*Provided entries*.
###

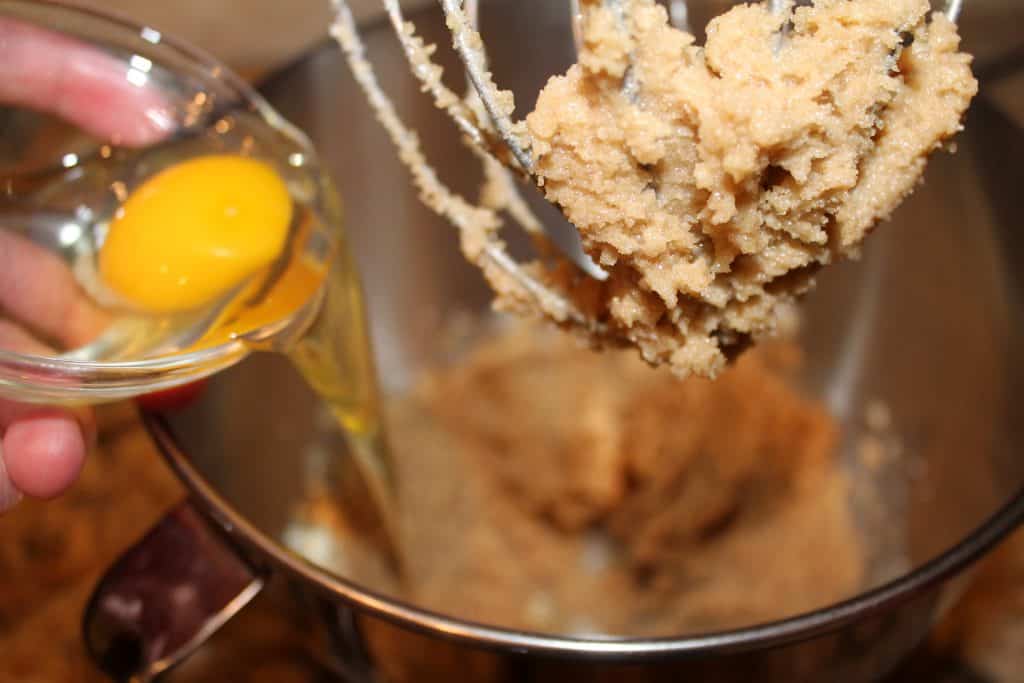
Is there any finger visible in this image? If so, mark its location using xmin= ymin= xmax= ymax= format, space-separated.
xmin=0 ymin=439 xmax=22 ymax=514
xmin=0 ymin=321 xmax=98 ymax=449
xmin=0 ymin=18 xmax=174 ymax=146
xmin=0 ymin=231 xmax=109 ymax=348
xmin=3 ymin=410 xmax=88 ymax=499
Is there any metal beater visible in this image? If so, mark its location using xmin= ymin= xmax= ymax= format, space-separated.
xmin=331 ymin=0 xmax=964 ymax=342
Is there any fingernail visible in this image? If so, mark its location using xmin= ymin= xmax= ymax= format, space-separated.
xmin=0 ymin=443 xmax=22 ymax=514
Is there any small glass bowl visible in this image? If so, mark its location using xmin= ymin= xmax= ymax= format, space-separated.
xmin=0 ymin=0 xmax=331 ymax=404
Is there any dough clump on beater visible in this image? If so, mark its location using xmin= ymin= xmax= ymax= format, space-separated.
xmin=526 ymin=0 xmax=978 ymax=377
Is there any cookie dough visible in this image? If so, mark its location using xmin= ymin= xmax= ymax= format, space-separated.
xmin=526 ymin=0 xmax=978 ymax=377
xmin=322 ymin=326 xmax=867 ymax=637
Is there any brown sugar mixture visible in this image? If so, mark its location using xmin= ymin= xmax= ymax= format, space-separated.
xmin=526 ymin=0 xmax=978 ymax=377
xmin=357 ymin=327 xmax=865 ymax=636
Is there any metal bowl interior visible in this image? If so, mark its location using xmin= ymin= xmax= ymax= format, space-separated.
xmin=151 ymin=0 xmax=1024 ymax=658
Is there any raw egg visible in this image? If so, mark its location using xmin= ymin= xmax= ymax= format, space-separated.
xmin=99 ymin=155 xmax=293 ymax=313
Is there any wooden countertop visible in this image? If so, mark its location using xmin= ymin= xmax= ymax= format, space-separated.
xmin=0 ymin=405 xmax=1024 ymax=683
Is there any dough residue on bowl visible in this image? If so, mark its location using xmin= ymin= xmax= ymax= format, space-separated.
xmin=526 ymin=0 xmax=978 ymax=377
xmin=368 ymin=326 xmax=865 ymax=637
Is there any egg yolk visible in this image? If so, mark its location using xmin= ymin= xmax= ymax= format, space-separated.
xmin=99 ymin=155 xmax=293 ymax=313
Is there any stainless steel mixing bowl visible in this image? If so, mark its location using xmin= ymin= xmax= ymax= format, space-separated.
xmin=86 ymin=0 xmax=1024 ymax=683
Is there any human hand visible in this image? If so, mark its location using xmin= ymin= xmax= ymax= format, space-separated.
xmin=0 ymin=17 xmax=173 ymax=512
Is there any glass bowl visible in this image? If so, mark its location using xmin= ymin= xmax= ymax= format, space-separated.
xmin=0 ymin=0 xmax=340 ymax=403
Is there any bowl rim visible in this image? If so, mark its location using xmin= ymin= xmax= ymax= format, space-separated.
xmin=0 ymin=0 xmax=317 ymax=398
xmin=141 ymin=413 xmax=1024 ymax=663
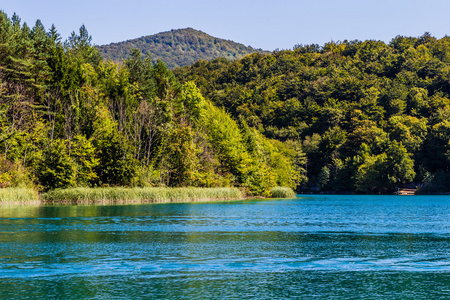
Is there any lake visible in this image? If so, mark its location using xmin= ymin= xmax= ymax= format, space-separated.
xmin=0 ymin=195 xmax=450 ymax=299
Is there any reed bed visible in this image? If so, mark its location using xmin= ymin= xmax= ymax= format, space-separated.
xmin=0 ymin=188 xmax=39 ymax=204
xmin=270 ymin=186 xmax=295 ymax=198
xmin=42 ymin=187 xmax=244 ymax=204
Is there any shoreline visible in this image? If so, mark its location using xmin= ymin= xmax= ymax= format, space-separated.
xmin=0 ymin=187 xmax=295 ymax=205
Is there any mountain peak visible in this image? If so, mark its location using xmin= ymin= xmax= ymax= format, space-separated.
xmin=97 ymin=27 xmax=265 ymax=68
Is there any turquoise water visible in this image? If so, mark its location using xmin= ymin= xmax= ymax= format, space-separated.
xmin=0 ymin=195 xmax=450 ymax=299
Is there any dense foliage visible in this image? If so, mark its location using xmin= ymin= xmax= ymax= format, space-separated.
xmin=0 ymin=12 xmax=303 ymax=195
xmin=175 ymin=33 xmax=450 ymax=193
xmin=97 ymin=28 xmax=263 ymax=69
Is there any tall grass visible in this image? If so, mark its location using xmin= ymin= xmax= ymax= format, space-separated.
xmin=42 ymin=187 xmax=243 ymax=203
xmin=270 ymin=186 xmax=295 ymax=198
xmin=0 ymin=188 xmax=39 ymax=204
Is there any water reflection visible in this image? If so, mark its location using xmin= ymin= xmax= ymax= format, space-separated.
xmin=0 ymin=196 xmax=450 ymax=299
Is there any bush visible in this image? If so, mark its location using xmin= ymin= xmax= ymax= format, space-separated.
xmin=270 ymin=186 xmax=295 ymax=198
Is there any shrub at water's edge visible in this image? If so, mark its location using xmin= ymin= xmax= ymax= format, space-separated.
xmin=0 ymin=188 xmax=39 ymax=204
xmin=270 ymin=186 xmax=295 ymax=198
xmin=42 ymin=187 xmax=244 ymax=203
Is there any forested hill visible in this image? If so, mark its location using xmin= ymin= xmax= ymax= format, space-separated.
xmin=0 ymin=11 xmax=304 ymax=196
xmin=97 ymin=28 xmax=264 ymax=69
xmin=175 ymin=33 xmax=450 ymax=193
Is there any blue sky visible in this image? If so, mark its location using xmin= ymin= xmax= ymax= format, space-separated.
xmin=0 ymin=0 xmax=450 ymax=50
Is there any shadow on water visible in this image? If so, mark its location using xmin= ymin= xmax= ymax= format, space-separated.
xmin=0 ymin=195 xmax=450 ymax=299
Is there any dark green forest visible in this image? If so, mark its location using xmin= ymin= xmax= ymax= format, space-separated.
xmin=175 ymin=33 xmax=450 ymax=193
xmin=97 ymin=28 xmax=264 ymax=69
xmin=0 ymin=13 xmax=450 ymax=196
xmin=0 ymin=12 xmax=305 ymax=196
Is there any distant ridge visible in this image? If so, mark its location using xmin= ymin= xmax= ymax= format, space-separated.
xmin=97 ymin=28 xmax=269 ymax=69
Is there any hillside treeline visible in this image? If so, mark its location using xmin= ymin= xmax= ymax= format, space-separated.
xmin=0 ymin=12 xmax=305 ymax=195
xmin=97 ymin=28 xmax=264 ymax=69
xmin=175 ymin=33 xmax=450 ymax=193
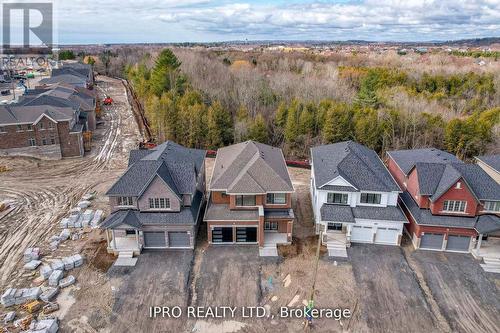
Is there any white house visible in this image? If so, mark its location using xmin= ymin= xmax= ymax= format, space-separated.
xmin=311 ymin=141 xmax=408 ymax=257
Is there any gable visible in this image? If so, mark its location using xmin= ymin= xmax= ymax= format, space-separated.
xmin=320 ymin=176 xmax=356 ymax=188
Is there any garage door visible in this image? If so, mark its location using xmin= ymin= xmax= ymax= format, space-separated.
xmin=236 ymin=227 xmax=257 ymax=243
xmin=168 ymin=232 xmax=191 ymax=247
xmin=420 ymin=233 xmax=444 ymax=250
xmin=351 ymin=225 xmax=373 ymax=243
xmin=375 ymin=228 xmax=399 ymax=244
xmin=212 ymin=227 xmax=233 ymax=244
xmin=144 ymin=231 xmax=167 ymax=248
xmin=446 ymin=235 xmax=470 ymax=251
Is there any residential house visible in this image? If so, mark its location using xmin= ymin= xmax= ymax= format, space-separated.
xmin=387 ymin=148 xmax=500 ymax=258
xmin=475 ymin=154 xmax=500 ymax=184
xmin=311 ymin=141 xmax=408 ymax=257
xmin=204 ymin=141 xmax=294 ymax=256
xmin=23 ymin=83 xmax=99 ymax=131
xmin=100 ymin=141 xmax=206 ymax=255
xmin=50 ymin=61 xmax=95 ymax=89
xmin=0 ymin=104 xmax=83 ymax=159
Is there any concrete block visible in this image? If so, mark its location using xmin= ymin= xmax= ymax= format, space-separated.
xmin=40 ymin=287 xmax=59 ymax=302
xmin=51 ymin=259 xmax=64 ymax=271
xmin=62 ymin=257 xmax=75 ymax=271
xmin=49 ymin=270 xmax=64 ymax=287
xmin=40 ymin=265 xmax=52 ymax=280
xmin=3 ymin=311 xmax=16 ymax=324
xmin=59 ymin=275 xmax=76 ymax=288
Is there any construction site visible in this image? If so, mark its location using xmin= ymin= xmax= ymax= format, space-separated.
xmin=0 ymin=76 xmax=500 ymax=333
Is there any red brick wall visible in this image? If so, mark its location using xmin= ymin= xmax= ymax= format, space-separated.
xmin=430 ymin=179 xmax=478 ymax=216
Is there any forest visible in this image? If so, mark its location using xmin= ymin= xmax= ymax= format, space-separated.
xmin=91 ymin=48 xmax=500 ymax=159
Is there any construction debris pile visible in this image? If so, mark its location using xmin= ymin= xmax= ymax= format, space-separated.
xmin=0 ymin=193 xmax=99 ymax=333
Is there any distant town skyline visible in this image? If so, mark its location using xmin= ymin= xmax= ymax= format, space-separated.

###

Copy the items from the line containing "Is there any stainless" through the line containing "xmin=141 ymin=413 xmax=1024 ymax=663", requests included, and add 29 to every coordinate in the answers.

Is there any stainless steel mixing bowl visible in this image? If so, mark its location using xmin= ymin= xmax= ymax= format, space-separated.
xmin=115 ymin=29 xmax=1053 ymax=712
Is there any human hand visible in this image? If so, mark its location using xmin= ymin= xmax= ymax= format, space-separated.
xmin=29 ymin=46 xmax=202 ymax=541
Is there any glass bowl visible in this image? If so, mark its location using xmin= ymin= xmax= ymax= format, space-separated.
xmin=29 ymin=29 xmax=369 ymax=432
Is there any bowl rim visible in this image? If so, mark its location using xmin= ymin= xmax= ymax= format, space-separated.
xmin=29 ymin=29 xmax=346 ymax=427
xmin=170 ymin=442 xmax=1053 ymax=692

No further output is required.